Set problem: Reproduce every one of the entries below word for word, leaving out the pictures.

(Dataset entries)
□ □ □ □ □

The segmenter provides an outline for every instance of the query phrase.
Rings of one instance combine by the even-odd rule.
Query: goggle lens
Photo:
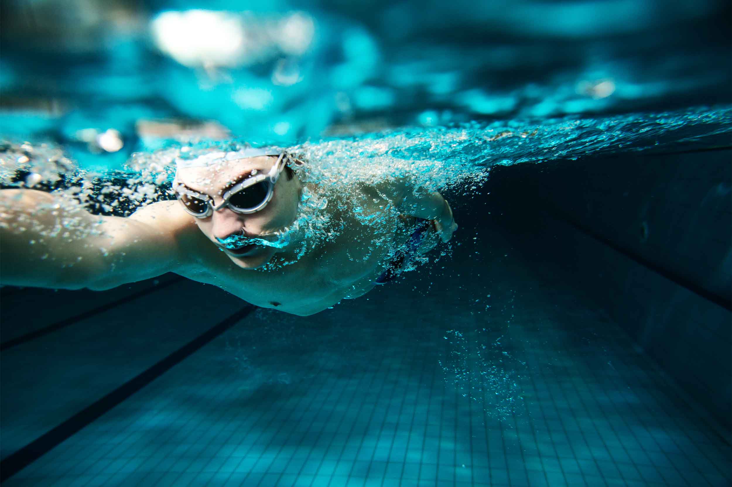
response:
[[[209,202],[190,195],[179,195],[178,199],[191,212],[197,215],[204,215],[209,211]]]
[[[239,210],[256,208],[266,199],[269,191],[269,182],[261,181],[231,195],[228,199],[229,205]]]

□ □ □ □ □

Exercise result:
The segmenter provides an outline for every instance of the query phrase.
Rings of one instance combine by the even-odd rule.
Query: goggle lens
Photo:
response:
[[[209,202],[190,195],[179,195],[178,199],[191,212],[197,215],[204,215],[209,211]]]
[[[239,210],[256,208],[266,199],[269,191],[269,182],[261,181],[231,195],[228,199],[229,205]]]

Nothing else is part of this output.